**PROBLEM DETAILS:** Give back the records in their entirety, exactly.

Top of ENTRIES SHOWN

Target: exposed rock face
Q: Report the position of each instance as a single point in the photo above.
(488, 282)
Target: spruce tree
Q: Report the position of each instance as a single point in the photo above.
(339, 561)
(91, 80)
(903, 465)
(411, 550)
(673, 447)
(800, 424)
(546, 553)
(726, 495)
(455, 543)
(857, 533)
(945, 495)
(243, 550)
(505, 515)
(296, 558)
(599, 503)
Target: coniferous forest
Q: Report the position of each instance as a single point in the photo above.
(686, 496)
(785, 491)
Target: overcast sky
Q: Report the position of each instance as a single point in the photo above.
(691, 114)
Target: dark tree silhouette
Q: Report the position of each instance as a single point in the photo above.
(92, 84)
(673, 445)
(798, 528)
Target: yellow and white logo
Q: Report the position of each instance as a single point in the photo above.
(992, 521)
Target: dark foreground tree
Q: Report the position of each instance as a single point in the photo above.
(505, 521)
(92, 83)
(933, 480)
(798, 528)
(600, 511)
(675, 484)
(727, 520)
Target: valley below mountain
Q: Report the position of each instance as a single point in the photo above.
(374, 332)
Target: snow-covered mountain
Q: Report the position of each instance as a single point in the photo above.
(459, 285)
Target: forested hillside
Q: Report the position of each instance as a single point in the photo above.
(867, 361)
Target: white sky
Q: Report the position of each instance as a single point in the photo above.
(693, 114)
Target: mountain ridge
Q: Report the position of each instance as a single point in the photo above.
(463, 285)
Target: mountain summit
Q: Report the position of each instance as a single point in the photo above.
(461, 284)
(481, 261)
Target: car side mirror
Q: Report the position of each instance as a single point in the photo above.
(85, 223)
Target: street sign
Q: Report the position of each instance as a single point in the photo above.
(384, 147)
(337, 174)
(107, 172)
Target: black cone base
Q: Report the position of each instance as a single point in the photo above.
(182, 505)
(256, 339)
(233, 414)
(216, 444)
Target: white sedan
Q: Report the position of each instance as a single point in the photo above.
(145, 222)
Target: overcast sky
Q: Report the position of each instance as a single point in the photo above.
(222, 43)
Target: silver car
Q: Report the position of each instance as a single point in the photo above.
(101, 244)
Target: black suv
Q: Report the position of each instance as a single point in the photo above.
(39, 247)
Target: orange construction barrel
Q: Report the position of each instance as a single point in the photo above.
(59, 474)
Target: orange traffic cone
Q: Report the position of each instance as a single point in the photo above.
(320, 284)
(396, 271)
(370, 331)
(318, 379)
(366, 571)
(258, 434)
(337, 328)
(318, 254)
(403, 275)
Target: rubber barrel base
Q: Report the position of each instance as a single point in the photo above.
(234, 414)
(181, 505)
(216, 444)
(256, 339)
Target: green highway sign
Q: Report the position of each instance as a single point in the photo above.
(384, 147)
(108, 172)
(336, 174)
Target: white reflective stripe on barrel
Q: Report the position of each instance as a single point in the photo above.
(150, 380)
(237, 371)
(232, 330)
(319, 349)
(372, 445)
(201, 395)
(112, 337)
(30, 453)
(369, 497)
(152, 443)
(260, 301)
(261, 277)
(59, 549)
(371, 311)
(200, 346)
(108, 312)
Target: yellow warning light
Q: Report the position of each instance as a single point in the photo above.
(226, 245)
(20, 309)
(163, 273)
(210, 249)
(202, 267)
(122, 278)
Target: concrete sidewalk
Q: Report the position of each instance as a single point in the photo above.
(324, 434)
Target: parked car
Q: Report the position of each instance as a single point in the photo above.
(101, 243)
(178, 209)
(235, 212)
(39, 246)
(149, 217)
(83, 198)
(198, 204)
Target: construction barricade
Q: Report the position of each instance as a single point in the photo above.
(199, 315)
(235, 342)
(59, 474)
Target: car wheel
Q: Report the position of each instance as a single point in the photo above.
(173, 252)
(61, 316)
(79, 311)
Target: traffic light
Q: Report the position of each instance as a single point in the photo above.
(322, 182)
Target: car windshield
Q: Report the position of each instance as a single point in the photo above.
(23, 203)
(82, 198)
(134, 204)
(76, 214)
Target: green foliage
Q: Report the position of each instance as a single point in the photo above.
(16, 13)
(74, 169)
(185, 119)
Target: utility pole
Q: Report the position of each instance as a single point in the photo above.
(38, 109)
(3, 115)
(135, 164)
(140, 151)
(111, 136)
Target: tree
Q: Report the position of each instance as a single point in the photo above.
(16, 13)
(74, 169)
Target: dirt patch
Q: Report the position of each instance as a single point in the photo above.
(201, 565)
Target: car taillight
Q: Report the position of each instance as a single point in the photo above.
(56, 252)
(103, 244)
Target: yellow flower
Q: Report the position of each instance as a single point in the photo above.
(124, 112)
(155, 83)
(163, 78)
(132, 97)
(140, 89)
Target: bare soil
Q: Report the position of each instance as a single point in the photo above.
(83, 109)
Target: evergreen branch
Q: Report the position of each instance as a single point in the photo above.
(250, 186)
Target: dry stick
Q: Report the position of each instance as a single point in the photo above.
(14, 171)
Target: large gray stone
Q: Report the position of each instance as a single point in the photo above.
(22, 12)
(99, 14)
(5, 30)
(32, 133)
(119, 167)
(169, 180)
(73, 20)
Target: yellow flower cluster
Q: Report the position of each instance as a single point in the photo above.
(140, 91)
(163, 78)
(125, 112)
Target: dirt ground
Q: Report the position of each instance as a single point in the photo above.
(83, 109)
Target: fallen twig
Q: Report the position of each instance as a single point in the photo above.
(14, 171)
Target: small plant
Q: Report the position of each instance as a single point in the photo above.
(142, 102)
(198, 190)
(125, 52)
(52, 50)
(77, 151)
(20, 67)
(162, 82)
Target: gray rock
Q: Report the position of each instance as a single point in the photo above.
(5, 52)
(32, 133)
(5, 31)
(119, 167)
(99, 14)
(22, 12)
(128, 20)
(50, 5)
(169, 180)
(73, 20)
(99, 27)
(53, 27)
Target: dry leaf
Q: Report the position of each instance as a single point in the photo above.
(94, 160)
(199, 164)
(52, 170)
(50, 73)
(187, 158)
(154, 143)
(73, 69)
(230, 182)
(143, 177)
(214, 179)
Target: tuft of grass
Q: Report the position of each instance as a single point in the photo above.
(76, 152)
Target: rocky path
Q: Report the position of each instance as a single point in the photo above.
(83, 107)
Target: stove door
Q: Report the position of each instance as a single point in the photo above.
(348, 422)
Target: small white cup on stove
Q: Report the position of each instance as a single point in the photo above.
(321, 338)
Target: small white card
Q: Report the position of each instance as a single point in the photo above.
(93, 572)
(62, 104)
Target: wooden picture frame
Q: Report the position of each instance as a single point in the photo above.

Bottom of ENTRIES SHOWN

**OUTPUT FOR THIS EXERCISE:**
Target: exposed rock face
Q: Report the position of each instance as a single point in the photo above.
(488, 282)
Target: spruce tree
Q: Report the position of each instance as a single point in the photo above.
(339, 561)
(91, 80)
(903, 465)
(411, 550)
(673, 447)
(800, 424)
(546, 553)
(726, 495)
(455, 543)
(857, 533)
(945, 495)
(243, 550)
(505, 515)
(296, 558)
(599, 503)
Target: coniferous forest
Q: Report the position of each instance as a single point in the photo above.
(686, 496)
(785, 491)
Target: overcast sky
Q: Report the position of each instance as a single point in the photo above.
(691, 114)
Target: dark tree silhouette
Q: Report the position of each instance as a single point in the photo above.
(92, 84)
(673, 445)
(798, 528)
Target: yellow and white logo
Q: Report the position of each instance as a single point in the photo above.
(992, 521)
Target: dark foreground tree
Q: Report the position of each instance as a single point in the photo above.
(505, 521)
(92, 83)
(933, 480)
(798, 528)
(600, 511)
(675, 484)
(727, 520)
Target: valley below mountain
Q: Report the position of each instance as a single point in the photo above.
(374, 332)
Target: snow-covered mountain
Q: Report the position of each instance as a single point in the photo above.
(459, 285)
Target: forested hillside
Q: Report the position of each instance as a single point in the photo above.
(867, 361)
Target: white sky
Q: Report the position of each instance as a single point in the photo above.
(693, 114)
Target: mountain ridge
Q: Report the position of each instance as a single point in the photo above.
(463, 285)
Target: mountain summit
Q: Report the position of each instance as a single point in the photo above.
(461, 284)
(481, 261)
Target: car side mirror
Q: Report the position of each instance as a single point in the photo above.
(85, 223)
Target: street sign
Q: Report the position of each instance as a single point in the photo above.
(384, 147)
(337, 174)
(107, 172)
Target: black cone base
Q: Report the position of each instance as a single point in the photo above.
(182, 505)
(256, 339)
(233, 414)
(216, 444)
Target: white sedan
Q: Report the position of each instance as a single point in the photo above.
(145, 222)
Target: overcast sky
Q: Report the position of each instance as a single point in the photo above.
(222, 43)
Target: silver car
Q: Report the position of each instance as a single point in the photo above.
(101, 244)
Target: black suv
Q: Report the position of each instance as a single point in the photo above.
(39, 247)
Target: orange construction barrel
Q: Report the position of each instance as a single point in the photo above.
(59, 474)
Target: orange traffic cone
Q: Report the position of each instance as a single point in the photo above.
(320, 284)
(396, 271)
(370, 331)
(318, 379)
(366, 571)
(258, 434)
(337, 328)
(318, 254)
(403, 275)
Target: rubber barrel base
Q: Report the position of each instance as a single point in the photo above.
(234, 414)
(181, 505)
(216, 444)
(256, 339)
Target: green highway sign
Q: Report the position of each instance as a single point in the photo above.
(384, 147)
(108, 172)
(336, 174)
Target: white reflective stripe on barrel
Q: Report the position of each instance as a single point in the photo above.
(150, 380)
(237, 371)
(232, 330)
(319, 349)
(372, 445)
(201, 395)
(112, 337)
(30, 453)
(369, 497)
(152, 443)
(260, 301)
(261, 277)
(59, 549)
(371, 311)
(200, 346)
(108, 312)
Target: yellow warning light
Q: Report the position of each instance as a single point in the photo above.
(226, 245)
(20, 309)
(163, 273)
(210, 249)
(202, 267)
(122, 278)
Target: concrete sidewalk
Q: Report the position of each instance as a single point in the photo above.
(324, 434)
Target: parked car
Q: Report the position of each instance as a single point in the photo above.
(101, 243)
(178, 209)
(235, 212)
(39, 246)
(149, 217)
(83, 198)
(198, 204)
Target: construction barricade
Q: Report the position of each instance as a single point in the photo above.
(199, 315)
(235, 342)
(59, 474)
Target: car wheel
Q: Report the position of each instance as a single point in the photo above.
(173, 252)
(61, 316)
(79, 311)
Target: traffic light
Q: Report the position of each instance as a single point in the photo above.
(322, 182)
Target: car windshield
Q: Report the position of each instance as a single point in the photo above.
(23, 203)
(82, 198)
(134, 204)
(76, 214)
Target: green foliage
Q: Report the position of each instance as a single point in the photo above.
(16, 13)
(74, 169)
(185, 119)
Target: utility pole
Q: Report the position of each instance as a single point in the photo above.
(38, 109)
(3, 115)
(135, 164)
(140, 151)
(111, 136)
Target: tree
Q: Report the position of each instance as a single point in the photo above.
(16, 13)
(74, 169)
Target: dirt patch
Q: Report the position of each instance as a single point in the photo above.
(201, 565)
Target: car taillight
Q: Report the position of each instance as a single point in the photo above.
(56, 252)
(103, 244)
Target: yellow flower
Q: Report the position of each instance as a single point in the photo above.
(124, 112)
(155, 83)
(163, 78)
(132, 97)
(140, 89)
Target: bare soil
Q: Report the position of each instance as a single point in the photo above.
(83, 109)
Target: evergreen branch
Q: Report the position of each instance as a single point in the photo above.
(250, 186)
Target: dry stick
Q: Report the position of each instance as a single point in the photo above.
(14, 171)
Target: large gray stone
Q: Report the position of each instance as a single point in the photo above.
(22, 12)
(99, 14)
(5, 30)
(32, 133)
(119, 167)
(169, 180)
(73, 20)
Target: yellow flower cluster
Q: Report the position of each instance as a single point in the photo above.
(140, 91)
(163, 78)
(125, 112)
Target: dirt ground
Q: Report the position of each instance as a single point in the photo above.
(83, 109)
Target: fallen twig
Q: Report the position of each instance as a single point in the photo above.
(14, 171)
Target: small plant
Q: Report the position of each instance as a single point in the photo above.
(142, 102)
(198, 190)
(125, 52)
(52, 50)
(77, 151)
(20, 67)
(162, 82)
Target: gray rock
Q: Report the position of each instance as a single point in the photo above.
(5, 52)
(32, 133)
(5, 31)
(119, 167)
(99, 14)
(22, 12)
(128, 20)
(50, 5)
(169, 180)
(73, 20)
(99, 27)
(53, 27)
Target: dry leaf
Q: Report the position of each instance as a single point in the photo above.
(94, 160)
(199, 164)
(52, 170)
(50, 73)
(187, 158)
(154, 143)
(73, 69)
(230, 182)
(143, 177)
(214, 179)
Target: tuft of grass
Q: Report the position of each instance as a single point in the photo above.
(76, 152)
Target: rocky path
Q: Report the position of each instance as a single point in the photo above.
(83, 107)
Target: stove door
Q: Report the position of each instance as a single point in the photo above.
(348, 422)
Target: small white cup on stove
Q: Report the position of each instance as a single point in the photo above.
(321, 338)
Target: small white card
Q: Report the position of each instance as a single point in the photo above.
(93, 572)
(62, 104)
Target: wooden picture frame
Q: Report the position of each instance as a single point in the photo above.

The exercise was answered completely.